TASK BRIEF — When you reach the line below that has "Query: sideboard drawer", start returning lines exactly, and stop after the line that has "Return one point per instance of the purple"; skip the pictures.

Excerpts from a dataset
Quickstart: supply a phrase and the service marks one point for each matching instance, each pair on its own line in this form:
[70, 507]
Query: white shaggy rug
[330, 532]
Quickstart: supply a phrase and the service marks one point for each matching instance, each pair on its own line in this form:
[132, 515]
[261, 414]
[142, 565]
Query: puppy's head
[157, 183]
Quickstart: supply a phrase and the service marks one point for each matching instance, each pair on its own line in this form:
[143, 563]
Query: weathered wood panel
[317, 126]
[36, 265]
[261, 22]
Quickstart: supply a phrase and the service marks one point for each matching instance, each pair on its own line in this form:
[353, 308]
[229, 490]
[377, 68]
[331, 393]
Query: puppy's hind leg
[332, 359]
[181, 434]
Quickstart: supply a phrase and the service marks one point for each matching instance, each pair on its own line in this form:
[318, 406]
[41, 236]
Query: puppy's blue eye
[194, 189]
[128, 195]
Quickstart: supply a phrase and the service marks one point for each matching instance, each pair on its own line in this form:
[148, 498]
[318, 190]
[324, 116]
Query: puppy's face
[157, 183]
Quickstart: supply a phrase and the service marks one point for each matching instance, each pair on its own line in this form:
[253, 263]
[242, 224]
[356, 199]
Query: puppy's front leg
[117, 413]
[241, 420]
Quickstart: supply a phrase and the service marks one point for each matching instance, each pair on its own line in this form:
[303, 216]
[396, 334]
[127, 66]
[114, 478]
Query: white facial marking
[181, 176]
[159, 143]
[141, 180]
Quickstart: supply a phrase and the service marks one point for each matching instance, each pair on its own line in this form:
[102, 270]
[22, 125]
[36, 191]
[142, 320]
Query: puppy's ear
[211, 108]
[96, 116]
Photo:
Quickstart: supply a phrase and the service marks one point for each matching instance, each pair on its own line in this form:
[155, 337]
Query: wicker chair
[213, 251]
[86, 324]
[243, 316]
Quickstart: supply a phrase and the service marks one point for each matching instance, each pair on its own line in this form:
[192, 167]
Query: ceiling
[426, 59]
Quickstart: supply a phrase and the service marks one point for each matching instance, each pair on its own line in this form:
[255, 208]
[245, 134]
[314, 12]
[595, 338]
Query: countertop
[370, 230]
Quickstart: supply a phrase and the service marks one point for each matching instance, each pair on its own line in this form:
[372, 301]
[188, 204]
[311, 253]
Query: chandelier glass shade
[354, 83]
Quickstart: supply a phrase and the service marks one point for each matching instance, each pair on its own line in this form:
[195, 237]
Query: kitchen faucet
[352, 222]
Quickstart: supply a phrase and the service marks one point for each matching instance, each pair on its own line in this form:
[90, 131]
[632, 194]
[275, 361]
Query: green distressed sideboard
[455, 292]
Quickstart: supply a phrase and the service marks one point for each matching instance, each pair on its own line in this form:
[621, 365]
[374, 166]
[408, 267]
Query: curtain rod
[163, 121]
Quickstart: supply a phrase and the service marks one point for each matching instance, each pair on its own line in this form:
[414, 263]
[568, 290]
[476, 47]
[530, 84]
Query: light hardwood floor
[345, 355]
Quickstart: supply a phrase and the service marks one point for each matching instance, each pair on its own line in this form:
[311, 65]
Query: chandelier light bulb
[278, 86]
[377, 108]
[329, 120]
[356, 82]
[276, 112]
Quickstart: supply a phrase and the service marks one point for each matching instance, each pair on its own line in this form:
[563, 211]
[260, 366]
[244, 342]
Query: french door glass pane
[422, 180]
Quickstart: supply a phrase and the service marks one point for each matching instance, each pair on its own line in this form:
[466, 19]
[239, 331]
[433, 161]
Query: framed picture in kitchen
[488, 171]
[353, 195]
---
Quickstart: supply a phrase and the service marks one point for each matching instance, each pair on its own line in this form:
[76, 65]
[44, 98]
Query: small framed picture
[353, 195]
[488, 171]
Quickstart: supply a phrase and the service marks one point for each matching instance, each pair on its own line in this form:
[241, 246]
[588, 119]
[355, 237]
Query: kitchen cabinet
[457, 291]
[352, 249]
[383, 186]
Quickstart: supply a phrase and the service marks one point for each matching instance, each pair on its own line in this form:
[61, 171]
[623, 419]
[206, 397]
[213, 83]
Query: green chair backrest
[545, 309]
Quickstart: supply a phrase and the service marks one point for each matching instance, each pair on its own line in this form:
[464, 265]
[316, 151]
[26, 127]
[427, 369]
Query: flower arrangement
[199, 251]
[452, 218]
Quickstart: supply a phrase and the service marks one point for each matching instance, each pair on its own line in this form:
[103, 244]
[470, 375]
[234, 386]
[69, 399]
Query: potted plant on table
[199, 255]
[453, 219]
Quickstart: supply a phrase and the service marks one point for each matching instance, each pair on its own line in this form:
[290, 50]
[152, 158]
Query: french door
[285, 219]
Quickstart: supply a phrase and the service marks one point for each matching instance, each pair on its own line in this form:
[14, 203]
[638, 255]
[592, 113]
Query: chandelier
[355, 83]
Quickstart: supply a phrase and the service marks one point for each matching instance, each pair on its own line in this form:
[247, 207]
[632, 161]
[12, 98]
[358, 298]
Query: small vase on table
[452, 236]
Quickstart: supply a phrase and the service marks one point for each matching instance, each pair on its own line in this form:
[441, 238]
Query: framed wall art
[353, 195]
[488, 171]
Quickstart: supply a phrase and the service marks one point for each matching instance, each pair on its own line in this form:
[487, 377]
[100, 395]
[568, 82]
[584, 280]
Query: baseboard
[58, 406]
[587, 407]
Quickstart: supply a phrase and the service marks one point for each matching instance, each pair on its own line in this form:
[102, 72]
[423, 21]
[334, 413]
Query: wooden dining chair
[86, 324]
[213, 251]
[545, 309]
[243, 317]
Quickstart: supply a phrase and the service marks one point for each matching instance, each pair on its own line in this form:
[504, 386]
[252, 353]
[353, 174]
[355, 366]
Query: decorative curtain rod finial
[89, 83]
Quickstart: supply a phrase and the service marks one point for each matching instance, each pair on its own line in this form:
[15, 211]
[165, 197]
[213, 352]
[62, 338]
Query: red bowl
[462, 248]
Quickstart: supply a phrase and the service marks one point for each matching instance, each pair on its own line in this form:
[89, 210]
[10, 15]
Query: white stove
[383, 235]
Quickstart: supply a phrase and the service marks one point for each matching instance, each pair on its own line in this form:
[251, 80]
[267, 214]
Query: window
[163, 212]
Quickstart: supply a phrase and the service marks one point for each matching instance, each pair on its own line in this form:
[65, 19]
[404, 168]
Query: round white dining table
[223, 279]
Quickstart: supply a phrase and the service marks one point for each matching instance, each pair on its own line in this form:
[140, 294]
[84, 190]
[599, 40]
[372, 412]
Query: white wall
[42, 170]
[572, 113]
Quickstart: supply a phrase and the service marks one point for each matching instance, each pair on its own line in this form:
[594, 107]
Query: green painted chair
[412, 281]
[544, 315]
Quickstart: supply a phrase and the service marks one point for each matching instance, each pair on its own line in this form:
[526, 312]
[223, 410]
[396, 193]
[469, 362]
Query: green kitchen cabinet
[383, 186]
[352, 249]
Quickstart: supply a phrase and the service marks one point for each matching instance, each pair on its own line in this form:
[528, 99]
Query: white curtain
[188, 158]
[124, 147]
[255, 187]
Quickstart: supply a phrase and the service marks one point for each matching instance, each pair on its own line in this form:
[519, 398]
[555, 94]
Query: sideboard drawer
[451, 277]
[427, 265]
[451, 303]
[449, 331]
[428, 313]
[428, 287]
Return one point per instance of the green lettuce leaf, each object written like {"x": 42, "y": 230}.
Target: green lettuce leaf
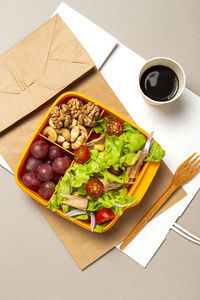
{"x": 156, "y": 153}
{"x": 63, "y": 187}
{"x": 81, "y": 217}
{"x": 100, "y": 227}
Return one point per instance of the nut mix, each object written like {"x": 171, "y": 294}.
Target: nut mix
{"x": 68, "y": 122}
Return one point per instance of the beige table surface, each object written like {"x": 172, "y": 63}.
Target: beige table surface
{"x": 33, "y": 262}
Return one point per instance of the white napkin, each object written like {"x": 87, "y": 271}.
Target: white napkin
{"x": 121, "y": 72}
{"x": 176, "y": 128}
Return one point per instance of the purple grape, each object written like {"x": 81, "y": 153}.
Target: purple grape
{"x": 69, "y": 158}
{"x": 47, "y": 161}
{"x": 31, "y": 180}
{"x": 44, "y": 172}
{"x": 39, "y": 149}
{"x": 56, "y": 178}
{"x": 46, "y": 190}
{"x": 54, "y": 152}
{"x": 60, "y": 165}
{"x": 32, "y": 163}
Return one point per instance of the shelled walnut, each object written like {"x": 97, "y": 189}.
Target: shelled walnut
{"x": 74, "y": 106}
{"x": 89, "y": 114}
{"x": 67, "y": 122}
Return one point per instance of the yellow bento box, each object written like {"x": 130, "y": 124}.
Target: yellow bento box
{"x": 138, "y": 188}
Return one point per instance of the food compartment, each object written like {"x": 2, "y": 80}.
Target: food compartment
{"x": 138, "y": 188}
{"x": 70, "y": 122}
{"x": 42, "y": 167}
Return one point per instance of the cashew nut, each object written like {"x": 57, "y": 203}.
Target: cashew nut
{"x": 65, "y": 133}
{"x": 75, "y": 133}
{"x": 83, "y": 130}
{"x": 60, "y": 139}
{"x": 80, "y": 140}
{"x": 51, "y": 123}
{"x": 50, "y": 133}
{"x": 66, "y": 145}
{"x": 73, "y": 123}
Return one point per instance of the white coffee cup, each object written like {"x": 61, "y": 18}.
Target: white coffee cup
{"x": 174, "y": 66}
* * *
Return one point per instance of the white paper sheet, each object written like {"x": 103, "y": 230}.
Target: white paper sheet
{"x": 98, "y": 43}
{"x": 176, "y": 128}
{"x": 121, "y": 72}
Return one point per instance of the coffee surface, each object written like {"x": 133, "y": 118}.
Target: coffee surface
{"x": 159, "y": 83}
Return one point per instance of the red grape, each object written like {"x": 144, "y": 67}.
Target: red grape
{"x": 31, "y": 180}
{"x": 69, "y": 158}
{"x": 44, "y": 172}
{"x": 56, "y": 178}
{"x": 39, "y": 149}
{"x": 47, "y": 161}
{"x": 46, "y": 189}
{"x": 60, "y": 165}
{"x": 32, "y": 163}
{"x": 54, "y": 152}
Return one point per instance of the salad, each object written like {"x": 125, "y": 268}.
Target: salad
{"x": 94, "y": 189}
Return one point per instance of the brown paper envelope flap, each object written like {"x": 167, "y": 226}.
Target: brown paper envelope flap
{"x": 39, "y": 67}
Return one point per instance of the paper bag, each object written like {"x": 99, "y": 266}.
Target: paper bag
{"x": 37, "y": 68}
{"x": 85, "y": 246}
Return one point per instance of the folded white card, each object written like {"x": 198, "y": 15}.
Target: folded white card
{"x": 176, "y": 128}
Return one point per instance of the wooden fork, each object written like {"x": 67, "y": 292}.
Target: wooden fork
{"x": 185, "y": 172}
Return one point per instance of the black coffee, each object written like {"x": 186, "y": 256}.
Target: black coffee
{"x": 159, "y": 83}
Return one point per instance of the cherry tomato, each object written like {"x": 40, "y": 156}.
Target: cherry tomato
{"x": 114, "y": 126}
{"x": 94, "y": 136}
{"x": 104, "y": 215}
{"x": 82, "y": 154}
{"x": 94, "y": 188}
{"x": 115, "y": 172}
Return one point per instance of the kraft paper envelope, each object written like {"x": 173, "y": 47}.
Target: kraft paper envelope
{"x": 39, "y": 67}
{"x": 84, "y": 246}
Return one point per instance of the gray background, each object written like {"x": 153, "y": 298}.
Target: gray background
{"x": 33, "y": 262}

EXERCISE RESULT —
Query: sideboard drawer
[451, 277]
[427, 265]
[451, 303]
[449, 331]
[428, 313]
[428, 287]
Return one point per instance of the green lettuce leaf, each object written like {"x": 42, "y": 230}.
Target: green lettuce leaf
{"x": 156, "y": 153}
{"x": 63, "y": 187}
{"x": 81, "y": 217}
{"x": 100, "y": 227}
Return one point per instance of the nut mix, each object written like {"x": 171, "y": 294}.
Target: nut mix
{"x": 68, "y": 122}
Return one point per instance of the beige table surface, each object written like {"x": 172, "y": 63}.
Target: beige table surface
{"x": 33, "y": 262}
Return one point per instance of the white napkin, each object written like {"x": 87, "y": 271}.
Target: white napkin
{"x": 121, "y": 72}
{"x": 176, "y": 128}
Return one point per instance of the purple grape, each object written like {"x": 81, "y": 153}.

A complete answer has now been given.